**PROBLEM SET:**
a) Retype the portion of the article on the Kudankulam nuclear plant protests starting with "Anti-KNPP protestors and" and going on through "larger terrorist groups.".
b) Extend the article on the Kudankulam nuclear plant protests by writing what comes after its final sentence.

**TEXT FOR ANALYSIS:**
-- Opening Marker --

Anti-KNPP protestors and threats to India’s national security

The Kudankulam plant is probably on the radar of many terrorist groups. Source: Corbis/Foto S.A.

The Kudankulam plant is probably on the radar of many terrorist groups. Source: Corbis/Foto S.A.

Indian authorities and intelligence officials should wake up to the very real threat of terrorism emanating from the villages surrounding the nuclear power plant and the possibility of Kudankulam being on the radar of larger terrorist groups.

On an evening when India quietly marked the 5th anniversary of the dreaded 26/11 terrorist attacks in Mumbai, six innocent people, including three children under the age of five lost their lives as a crude bomb went off in a colony housing tsunami survivors in a village close to Kudankulam. It’s obvious that the target of the bomb-makers wasn’t a small hut in a seaside village but something much grander in scale.  It would be sheer lunacy to assume that the members of the protest group were targeting the plant, considering the fact that the first victims of such an attack would have been the protestors themselves.  However, the fact that “innocent villagers,” as the NGOs call them, were busy making bombs only highlights the sheer desperation of those trying to halt further work on the Kudankulam Nuclear Power Plant (KNPP).

The Tamil Nadu Police have been quick to file a case against the ringleader of the “People’s Movement Against Nuclear Energy (PMANE),” S P Udayakumar. The latest reports indicate that one of the people injured in the blast and subsequently arrested is a member of PMANE; something that just seems to be too much of a coincidence at this point of time. It’s puzzling that Udayakumar has been roaming free ever since he became the face of the movement against the nuclear plant. The authorities in the southern Indian state were fully justified when they decided to charge those blocking the way to the plant with waging a war on the nation. This rag-tag group of activists, which seems to have powerful foreign backers, is probably just looking at intimidating the staff of the power plant as well as the local police and the state government. It may not necessarily be their intention to cause mass destruction but the same kind of terror groups that wrecked havoc in India’s financial capital will be monitoring these developments closely. The holes in security in the villages around the plant can easily be exploited by those looking at creating catastrophic destruction.

-- Closing Marker --

**EXCERPTED DATA:**

-- Opening Marker --

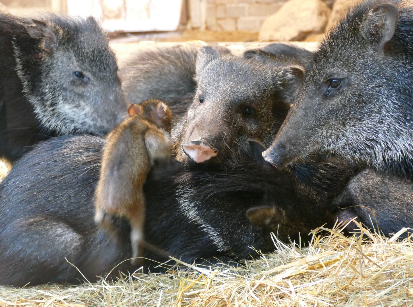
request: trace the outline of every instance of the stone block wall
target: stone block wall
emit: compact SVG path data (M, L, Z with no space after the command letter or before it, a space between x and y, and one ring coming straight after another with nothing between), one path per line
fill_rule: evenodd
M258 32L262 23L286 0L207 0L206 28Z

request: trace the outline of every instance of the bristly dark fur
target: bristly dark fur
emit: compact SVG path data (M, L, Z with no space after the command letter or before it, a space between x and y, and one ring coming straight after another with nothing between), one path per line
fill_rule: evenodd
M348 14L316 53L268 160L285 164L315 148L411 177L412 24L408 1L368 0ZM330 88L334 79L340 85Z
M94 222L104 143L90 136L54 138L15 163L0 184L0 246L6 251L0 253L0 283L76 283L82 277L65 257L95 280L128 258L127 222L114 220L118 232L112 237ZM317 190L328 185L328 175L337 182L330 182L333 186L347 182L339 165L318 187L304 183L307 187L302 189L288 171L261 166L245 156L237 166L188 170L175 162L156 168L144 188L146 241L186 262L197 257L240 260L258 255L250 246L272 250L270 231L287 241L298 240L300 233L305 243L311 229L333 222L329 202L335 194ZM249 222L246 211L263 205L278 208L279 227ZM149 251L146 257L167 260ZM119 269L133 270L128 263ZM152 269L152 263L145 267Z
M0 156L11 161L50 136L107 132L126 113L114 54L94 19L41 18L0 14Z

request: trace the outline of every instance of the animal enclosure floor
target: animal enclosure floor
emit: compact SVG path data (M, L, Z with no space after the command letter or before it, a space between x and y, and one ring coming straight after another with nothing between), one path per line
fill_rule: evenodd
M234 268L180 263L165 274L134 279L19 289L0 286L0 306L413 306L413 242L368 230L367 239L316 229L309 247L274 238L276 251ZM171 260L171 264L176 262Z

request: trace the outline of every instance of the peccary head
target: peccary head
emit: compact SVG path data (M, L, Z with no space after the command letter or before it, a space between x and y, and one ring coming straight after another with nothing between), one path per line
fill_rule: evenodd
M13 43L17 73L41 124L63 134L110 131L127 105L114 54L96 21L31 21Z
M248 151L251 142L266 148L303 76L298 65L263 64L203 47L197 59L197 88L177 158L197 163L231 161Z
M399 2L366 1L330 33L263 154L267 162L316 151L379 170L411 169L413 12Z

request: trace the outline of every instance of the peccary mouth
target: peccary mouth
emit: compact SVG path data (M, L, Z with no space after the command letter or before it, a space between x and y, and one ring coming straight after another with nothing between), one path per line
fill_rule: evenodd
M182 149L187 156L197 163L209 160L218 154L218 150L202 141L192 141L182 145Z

-- Closing Marker --
-- Opening Marker --

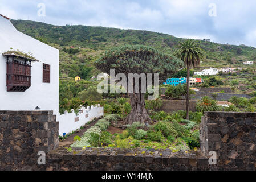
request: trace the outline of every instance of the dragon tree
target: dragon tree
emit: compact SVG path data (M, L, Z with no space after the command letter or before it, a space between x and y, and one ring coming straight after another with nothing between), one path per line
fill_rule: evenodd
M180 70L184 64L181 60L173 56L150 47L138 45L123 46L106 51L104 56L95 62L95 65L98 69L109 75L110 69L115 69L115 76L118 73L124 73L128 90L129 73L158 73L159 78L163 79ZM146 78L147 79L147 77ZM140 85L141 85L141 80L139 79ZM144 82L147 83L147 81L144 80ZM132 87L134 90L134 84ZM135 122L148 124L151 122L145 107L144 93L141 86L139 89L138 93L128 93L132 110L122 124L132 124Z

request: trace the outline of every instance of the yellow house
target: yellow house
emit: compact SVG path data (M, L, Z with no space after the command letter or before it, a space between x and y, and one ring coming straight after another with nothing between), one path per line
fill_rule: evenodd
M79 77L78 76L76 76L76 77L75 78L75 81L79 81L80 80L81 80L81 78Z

-- Closing Marker --

**RESPONSES:**
a)
Anti-KNPP protestors and threats to India’s national security

The Kudankulam plant is probably on the radar of many terrorist groups. Source: Corbis/Foto S.A.

The Kudankulam plant is probably on the radar of many terrorist groups. Source: Corbis/Foto S.A.

Indian authorities and intelligence officials should wake up to the very real threat of terrorism emanating from the villages surrounding the nuclear power plant and the possibility of Kudankulam being on the radar of larger terrorist groups.

b)
One of the targets for the Pakistani Air Force in the western front during the 1971 Bangladesh Liberation War was the Bhabha Atomic Research Centre in Trombay, which contained India’s first reactor and plutonium reprocessing facility. In 2013, rogue elements from across the border realise as an alternative to war, it is much easier to carry out a commando style terror attack like in Mumbai in 2008. Many argue that India’s western coastline is no safer five years after the audacious 26/11 attacks, which were by far the country’s worst intelligence failure.

Given the heavy police presence in and around Kudankulam, the fact that groups of villagers were making crude bombs in the area can also be considered an intelligence failure. The bigger question remains as to how safe the south-eastern coast is from a possible terror strike. Anni Nasheed, the former president of the Maldives warned India way back in 2009 that agents of the Lakshar-e-Tayaba, the group that carried out the Mumbai attacks were using uninhabited islands to plan potential attacks against India.  Kudankulam is within striking distance of Kanyakumari, the southernmost point on the Indian mainland.

The intelligence agencies are mainly focussing on the threat to the plant’s employees and their families at the moment, but it would be unwise to not keep larger threats in mind. A 26/11 style attack on the plant would have catastrophic consequences for all four states in southern India and the country as a whole. Terrorists could wreck more havoc on the plant than what nature managed to do to Fukushima. Although security has been temporarily stepped up around KNPP, permanent and strong measures are required to protect the plant from an attack from terrorist groups.

One should also keep in mind that there are some cadres of the Liberation Tigers of Tamil Eelam (LTTE) that managed to escape from Sri Lanka in the final days of the country’s civil war and are now in Tamil Nadu. PMANE’s Udayakumar was present at the inauguration of a monument dedicated to the Sri Lankan terrorist group near Thanjavur. It would not be difficult for PMANE to recruit LTTE cadres and involve them in the agitation against the KNPP. Such a scenario could only be termed as the worst possible security nightmare.

Tailpiece:

Five years after the most daring and audacious terror attacks that India ever witnessed, the country’s financial capital doesn’t look or feel any safer.  Most of the metal detectors at Mumbai’s busy suburban railway stations don’t even work and the occasional meaningless ‘nakabandi’ or roadblock put up by the police in the city doesn’t seem to achieve anything.  And with the attacks fading away ever so slowly from public memory and discourse, one can safely say that India, as a whole, has not learnt its lessons from 2008.